## PROBLEM DESCRIPTION
Find each line of the listing below that contains the word "stage", and copy every such line in full.

==== DATASET CONTENT ====

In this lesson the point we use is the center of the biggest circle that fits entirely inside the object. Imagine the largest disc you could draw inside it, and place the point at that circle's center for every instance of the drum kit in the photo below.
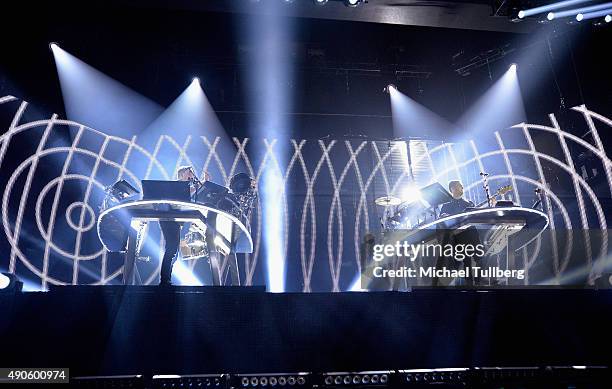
(398, 213)
(237, 200)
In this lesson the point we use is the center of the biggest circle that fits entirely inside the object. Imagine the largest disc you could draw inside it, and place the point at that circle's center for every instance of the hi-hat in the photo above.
(387, 201)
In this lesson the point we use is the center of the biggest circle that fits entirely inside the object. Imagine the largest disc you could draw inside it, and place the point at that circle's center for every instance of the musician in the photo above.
(171, 230)
(458, 204)
(469, 236)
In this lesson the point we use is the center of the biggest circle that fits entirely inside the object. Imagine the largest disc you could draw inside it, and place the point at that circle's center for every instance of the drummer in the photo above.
(187, 173)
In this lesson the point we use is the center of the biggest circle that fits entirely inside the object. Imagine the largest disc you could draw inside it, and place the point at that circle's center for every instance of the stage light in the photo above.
(10, 283)
(184, 275)
(549, 7)
(499, 107)
(98, 101)
(413, 119)
(584, 10)
(596, 14)
(389, 88)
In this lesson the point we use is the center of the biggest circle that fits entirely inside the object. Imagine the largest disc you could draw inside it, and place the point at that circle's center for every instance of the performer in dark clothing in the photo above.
(172, 230)
(469, 236)
(458, 204)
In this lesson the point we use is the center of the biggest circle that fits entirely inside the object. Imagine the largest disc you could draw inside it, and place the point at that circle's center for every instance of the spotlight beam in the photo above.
(583, 10)
(550, 7)
(598, 14)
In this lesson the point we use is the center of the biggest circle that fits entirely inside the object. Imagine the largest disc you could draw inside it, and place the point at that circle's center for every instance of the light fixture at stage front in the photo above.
(549, 7)
(10, 283)
(389, 88)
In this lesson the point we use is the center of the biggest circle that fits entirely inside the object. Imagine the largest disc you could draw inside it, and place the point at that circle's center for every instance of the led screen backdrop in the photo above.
(54, 171)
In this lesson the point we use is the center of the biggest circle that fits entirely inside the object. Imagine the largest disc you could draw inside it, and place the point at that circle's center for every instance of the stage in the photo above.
(206, 330)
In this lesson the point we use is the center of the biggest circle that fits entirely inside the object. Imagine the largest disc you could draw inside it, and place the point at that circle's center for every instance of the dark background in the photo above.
(340, 67)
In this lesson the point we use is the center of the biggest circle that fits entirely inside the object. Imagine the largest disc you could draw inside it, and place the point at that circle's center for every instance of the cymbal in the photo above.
(387, 201)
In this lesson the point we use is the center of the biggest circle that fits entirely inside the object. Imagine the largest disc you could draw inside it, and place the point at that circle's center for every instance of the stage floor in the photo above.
(197, 330)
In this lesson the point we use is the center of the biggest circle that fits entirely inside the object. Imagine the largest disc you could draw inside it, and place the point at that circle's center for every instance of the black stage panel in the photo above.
(183, 330)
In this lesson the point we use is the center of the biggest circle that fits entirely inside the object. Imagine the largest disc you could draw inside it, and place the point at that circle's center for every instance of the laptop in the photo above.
(165, 190)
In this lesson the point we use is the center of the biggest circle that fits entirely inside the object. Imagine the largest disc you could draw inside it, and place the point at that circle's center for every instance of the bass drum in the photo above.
(230, 204)
(240, 183)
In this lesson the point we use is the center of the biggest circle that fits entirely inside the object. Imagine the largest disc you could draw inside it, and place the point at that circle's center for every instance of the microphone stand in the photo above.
(485, 185)
(538, 202)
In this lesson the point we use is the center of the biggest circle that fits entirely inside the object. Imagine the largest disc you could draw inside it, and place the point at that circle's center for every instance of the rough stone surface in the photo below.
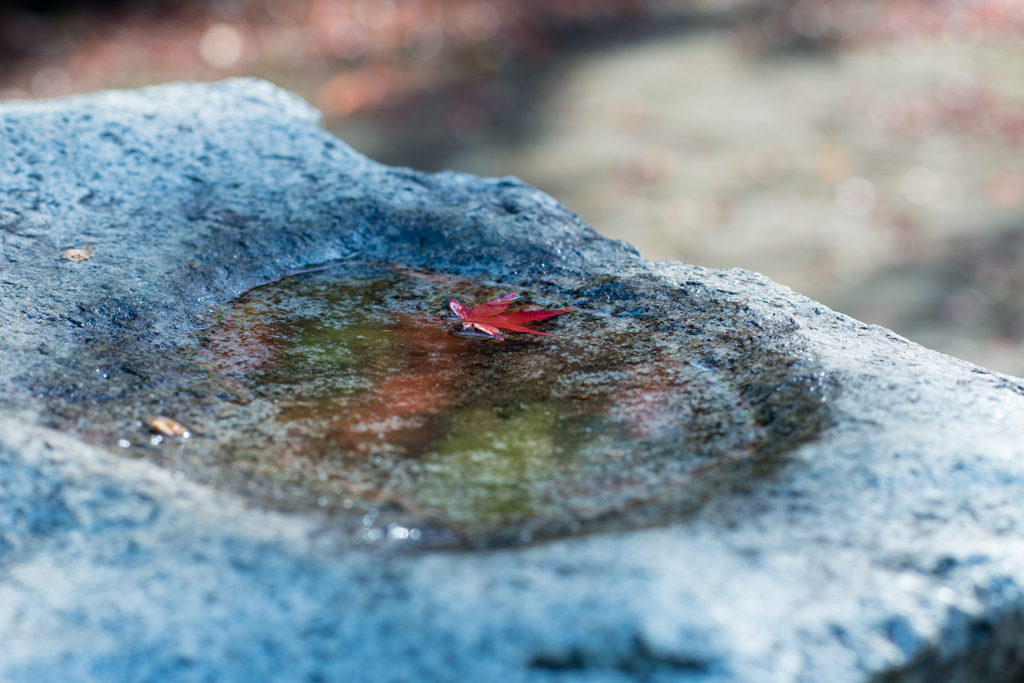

====

## SOLUTION TO THE PROBLEM
In this lesson the point we use is the center of the biggest circle that fits entirely inside the object. Imagine the largest disc you could draw inside it, and place the point at that circle's center for every instance of the stage light in the photo above.
In this lesson the point we use is the center of the biggest circle that fits entirely inside the object. Imagine the largest disc you could draw inside it, and place the point at that circle's center for every instance of the light fixture at stage front in the photo above.
In this lesson the point we use is the center of the biggest circle that fits entirely inside the object. Imagine the largest disc you could draw inside it, and place the point at that circle's center for every instance of the stage in the photo above.
In this lesson the point we use is the center of the biggest circle that fits entirely inside the object. Imagine the largest disc you could draw inside it, and place the point at that circle's center for every instance of the stage floor in the photo above.
In this lesson the point we use is the center of the biggest circle that fits entirely inside the object. Imagine the largest disc you could draw inside it, and place the point at that circle's center for every instance of the black stage panel in the photo above.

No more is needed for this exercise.